■ Excerpt to read

Start of Block

Based on extracts from - A short history of the Oxfordshire and Buckinghamshire Light Infantry, 1741-1922 for the young soldiers of the Regiment. By R.B. Crosse
South Africa, 1851-2-3.
In 1823 both Regiments again went abroad ; in June the 52nd to North America ; in July the 43rd to Gibraltar, whence the Regiment was sent in 1827to Lisbon, and was in Portugal for several months, returning to England in 1830. Moving in 1832 to Dublin, the 43rd was relieved there in Beggar's Bush Barracks by the 52nd in February, 1833.
The 43rd continued in various stations in Ireland until sailing for North America in 1835. In 1837, during the Canadian Revolt, the Regiment made a journey of 370 miles in eighteen days, in sleighs and with the assistance of boats and canoes, from New Brunswick to Quebec under the most trying conditions.
In 1846 the 43rd came home to Dover and then to Portsmouth, where, in 1847, at a presentation of Colours, the Rev. W. Madden, an old 43rd Peninsular officer, in his address referred to the qualities of a good soldier in words which may well be remembered to-day, as follows :--
" Courage . . . seems to be a part of the very constitution of a British soldier—from the earliest records of our history the British infantry have been distinguished for that calm, serious, determined and persevering courage, which has been able to withstand the most impetuous shock of assailing foes and in its deliberate advance to overwhelm all resistance. But . . . courage, mere animal courage, constitutes but one, and that not the most important quality in the character of a good soldier. Submission to authority, subjection to discipline, order, sobriety, fortitude and patient endurance of privations and sufferings when called to them—these constitute the higher and more essential qualities of a good soldier. ..."
The 43rd, who moved to Newport (Mon.) in June 1847.

End of Block

■ Recorded information
Start of Block

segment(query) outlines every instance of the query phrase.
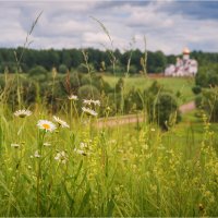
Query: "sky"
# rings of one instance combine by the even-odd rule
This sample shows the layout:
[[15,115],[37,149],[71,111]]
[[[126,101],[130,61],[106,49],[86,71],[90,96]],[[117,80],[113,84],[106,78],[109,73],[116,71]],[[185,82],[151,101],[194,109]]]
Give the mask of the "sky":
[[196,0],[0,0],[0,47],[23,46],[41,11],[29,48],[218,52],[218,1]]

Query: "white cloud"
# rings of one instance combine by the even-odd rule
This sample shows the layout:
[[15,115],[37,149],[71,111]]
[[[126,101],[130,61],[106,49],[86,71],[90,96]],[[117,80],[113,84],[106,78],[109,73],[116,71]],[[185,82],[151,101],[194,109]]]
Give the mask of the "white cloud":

End of Block
Start of Block

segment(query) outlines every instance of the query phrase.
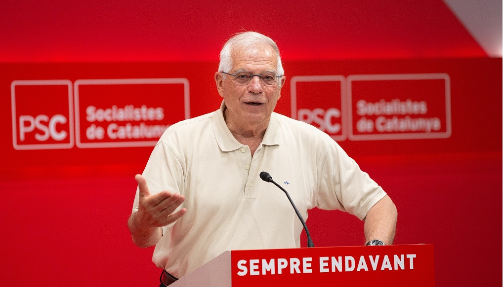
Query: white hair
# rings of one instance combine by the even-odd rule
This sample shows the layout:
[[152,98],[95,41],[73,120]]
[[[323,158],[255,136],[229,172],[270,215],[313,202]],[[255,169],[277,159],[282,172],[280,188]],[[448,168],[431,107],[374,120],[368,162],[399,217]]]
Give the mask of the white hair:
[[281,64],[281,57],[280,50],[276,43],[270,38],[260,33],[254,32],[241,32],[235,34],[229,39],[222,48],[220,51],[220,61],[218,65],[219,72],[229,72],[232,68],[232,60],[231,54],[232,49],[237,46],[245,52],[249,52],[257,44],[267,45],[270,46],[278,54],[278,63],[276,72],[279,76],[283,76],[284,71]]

End of Block
Start of Block

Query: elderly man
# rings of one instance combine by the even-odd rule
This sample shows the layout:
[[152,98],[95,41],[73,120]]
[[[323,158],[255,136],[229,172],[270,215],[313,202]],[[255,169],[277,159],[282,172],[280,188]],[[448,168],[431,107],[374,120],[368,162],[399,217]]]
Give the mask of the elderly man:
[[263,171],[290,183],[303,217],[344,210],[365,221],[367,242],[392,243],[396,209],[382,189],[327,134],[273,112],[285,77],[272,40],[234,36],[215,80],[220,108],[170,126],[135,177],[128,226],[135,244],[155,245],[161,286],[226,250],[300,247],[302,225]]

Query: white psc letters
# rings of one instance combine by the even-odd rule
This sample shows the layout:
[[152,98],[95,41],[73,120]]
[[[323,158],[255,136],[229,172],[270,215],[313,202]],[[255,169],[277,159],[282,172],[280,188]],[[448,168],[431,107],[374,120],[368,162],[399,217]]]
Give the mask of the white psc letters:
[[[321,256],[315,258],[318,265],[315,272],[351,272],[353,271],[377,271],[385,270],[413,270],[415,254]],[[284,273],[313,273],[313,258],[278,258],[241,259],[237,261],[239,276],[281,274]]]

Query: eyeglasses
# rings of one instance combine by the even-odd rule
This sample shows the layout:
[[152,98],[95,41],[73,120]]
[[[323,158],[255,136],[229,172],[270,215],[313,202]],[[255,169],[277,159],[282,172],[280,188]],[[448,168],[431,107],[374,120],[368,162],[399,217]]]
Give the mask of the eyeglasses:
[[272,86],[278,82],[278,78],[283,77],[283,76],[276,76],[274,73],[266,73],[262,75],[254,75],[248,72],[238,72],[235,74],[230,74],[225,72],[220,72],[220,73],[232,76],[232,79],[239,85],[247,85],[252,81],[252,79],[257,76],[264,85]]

End of Block

■ Task requirements
Rewrite the passage of the regimental history that opens with "Based on extracts" and closes with "most trying conditions.", switching "sleighs" to "sledges".

■ Exercise result
Based on extracts from - A short history of the Oxfordshire and Buckinghamshire Light Infantry, 1741-1922 for the young soldiers of the Regiment. By R.B. Crosse
South Africa, 1851-2-3.
In 1823 both Regiments again went abroad ; in June the 52nd to North America ; in July the 43rd to Gibraltar, whence the Regiment was sent in 1827to Lisbon, and was in Portugal for several months, returning to England in 1830. Moving in 1832 to Dublin, the 43rd was relieved there in Beggar's Bush Barracks by the 52nd in February, 1833.
The 43rd continued in various stations in Ireland until sailing for North America in 1835. In 1837, during the Canadian Revolt, the Regiment made a journey of 370 miles in eighteen days, in sledges and with the assistance of boats and canoes, from New Brunswick to Quebec under the most trying conditions.